Stated exercise -
In the review of Ellie Fabe's Pride and Prejudice, what reason is given for calling the idea itself exceptional? Answer in one to three sentences.

Quoted text -
------------------------------------

June 25th, 2016  |  Published in June 2016

Multi-talented and sophisticated, Cincinnati artist Ellie Fabe (a singer-songwriter, too, who most recently sang both at The Taft Museum of Art and at Southgate House), has put her formidable abilities in a new direction: she’s reinterpreted Jane Austen’s Pride and Prejudice through her own artwork, and the results are charming, astute, brilliant. The idea itself is exceptional: Fabe, who’s long been known for her watercolors and/or collages which mainly deal with and/or interpret memory, has combined those two genres in her limited edition book to extraordinary effect.  Fabe, long a haunter of old magazines, mainly from the l950s, and a truly astute interpreter of the roles that women played as seen through magazine images (which she compares to the paper dolls of her childhood in her introduction to her version of Pride and Prejudice–the text is Jane Austen’s, but the images are Fabe’s).  Fabe is one of the best interpreters of nostalgia and sentiment, but her images for Pride and Prejudice are also both witty and lively, with an edge of occasional sadness, or really tristesse, which underlies her entire aesthetic sensibility.

------------------------------------

Recorded data -

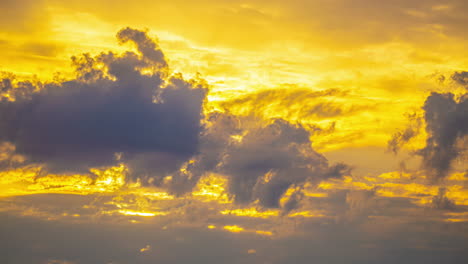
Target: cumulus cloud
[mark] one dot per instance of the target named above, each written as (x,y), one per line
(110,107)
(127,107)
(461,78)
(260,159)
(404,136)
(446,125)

------------------------------------

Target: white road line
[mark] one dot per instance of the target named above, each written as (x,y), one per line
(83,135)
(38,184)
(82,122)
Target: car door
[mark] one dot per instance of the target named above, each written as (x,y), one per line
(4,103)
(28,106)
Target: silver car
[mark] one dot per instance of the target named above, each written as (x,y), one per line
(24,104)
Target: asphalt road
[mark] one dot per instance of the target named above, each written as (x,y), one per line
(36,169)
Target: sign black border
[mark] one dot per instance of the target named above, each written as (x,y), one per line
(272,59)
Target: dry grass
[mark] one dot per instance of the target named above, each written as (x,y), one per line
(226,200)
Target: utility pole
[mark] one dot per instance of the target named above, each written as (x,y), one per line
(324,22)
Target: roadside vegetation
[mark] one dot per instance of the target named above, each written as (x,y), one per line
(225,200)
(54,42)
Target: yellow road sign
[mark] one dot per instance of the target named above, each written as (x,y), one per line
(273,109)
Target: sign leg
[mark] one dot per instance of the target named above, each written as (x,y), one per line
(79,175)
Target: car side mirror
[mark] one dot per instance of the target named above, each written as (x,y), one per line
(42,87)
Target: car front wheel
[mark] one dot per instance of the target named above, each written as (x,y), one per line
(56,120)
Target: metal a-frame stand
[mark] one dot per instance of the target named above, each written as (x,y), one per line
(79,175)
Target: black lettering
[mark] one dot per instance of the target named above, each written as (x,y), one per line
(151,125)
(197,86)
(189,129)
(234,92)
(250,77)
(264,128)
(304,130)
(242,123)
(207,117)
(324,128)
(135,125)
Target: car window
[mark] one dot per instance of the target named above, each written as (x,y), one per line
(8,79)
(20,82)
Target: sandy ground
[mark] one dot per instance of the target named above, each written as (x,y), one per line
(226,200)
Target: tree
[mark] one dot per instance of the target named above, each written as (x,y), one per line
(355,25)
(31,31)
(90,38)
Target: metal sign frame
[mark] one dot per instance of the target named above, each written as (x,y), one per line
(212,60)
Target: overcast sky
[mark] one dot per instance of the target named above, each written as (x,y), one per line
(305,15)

------------------------------------

Task solution -
The idea is called exceptional because Fabe, long known for watercolors and collages that mainly deal with or interpret memory, combined those two genres in her limited edition book. The review says she did this to extraordinary effect.